Provided information
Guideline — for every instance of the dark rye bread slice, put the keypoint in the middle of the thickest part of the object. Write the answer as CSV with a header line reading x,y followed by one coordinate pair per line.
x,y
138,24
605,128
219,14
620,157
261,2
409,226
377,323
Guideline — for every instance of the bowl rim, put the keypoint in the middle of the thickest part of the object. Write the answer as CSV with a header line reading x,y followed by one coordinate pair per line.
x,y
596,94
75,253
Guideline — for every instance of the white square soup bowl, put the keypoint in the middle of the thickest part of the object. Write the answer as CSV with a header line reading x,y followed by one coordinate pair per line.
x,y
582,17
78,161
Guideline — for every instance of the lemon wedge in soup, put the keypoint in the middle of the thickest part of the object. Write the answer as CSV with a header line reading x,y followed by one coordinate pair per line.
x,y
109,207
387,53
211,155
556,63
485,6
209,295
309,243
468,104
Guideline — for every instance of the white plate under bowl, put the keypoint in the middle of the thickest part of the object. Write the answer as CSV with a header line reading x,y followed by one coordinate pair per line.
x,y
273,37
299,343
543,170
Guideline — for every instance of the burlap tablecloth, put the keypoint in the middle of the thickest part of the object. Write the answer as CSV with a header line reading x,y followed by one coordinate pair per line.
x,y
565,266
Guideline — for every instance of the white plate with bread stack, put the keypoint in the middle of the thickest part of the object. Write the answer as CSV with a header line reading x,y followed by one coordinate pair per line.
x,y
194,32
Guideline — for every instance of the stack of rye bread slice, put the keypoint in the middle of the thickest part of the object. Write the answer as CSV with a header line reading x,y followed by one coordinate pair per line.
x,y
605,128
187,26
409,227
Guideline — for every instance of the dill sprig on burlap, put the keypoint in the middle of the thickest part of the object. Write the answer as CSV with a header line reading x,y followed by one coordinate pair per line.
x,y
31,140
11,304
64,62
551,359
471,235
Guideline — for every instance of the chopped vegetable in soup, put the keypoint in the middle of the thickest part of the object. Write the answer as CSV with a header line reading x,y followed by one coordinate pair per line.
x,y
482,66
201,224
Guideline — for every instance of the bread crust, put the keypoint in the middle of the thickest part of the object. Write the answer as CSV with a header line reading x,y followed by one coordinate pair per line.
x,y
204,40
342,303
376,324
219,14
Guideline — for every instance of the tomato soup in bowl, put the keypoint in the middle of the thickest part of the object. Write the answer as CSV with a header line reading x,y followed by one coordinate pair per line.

Instructions for the task
Only these lines should appear in the reply: the one containing "Guideline — for every instance of the stack", the last line of the data, and all lines between them, each copied exactly.

Exercise answer
Guideline — for every instance of the stack of rye bread slice, put the keypoint in the middle of the thickest part of the object. Write the answer as CSV with a header line reading x,y followed by one coordinate pair per line.
x,y
605,128
187,26
409,227
Guideline — for every instance of the dill sprig on burlap, put the keypoint in the middle of the thickest part of the object. Write the answer as CSV with a header line reading x,y followed by one coordinate pair per line.
x,y
31,140
11,304
64,62
551,359
471,235
Guideline — for every instance of the chopped vegetable in soup, put the keypoint in the middle of the thickest part of the object. Write the answer as CSV with a header line reading x,y followed by one coordinate pair per line.
x,y
482,66
201,224
Guideline — for every instance of the bread crust, put the keypoint in the middle of the thickest part of the object. Write the answer as CSV with a header line reading x,y followed by one coordinate pair per line.
x,y
204,40
342,303
376,324
219,14
Guideline — for every instance of the tomato soup in bowl, put the keypoint in the middle of the thickest part of the object. Write the answer as CSV with a header line reading x,y followed by one coordinate pair per line.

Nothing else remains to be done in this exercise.